→ TASK
Write out the lines below verbatim, leaving out the picture.

----

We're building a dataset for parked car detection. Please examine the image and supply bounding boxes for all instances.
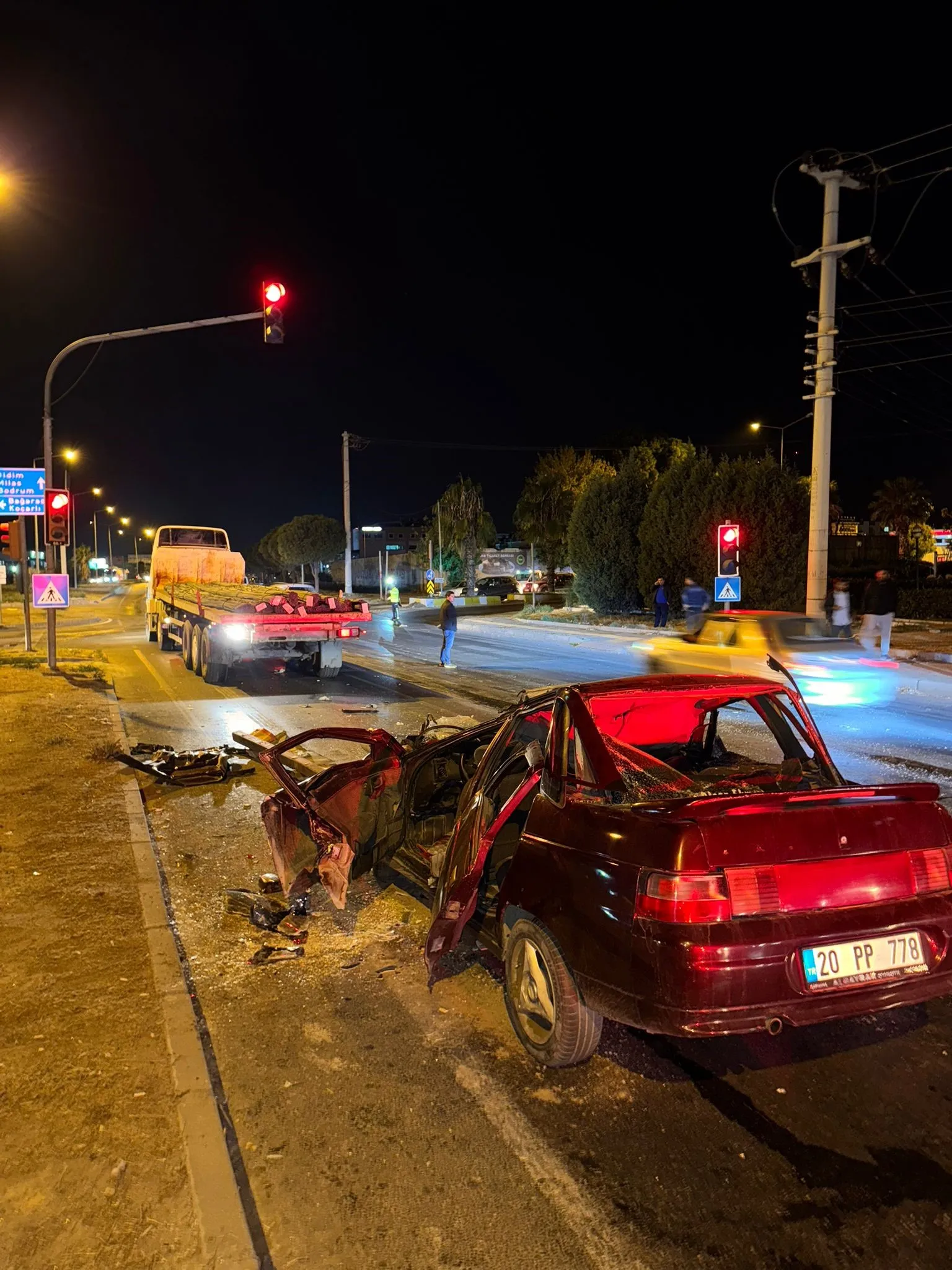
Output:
[262,676,952,1067]
[632,610,899,706]
[476,578,515,596]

----

→ WRITTEN REPLY
We're building a dataset for parked car detection. Please examine the image and supply bounding boxes for all instances.
Output:
[262,676,952,1067]
[632,610,899,706]
[476,578,515,596]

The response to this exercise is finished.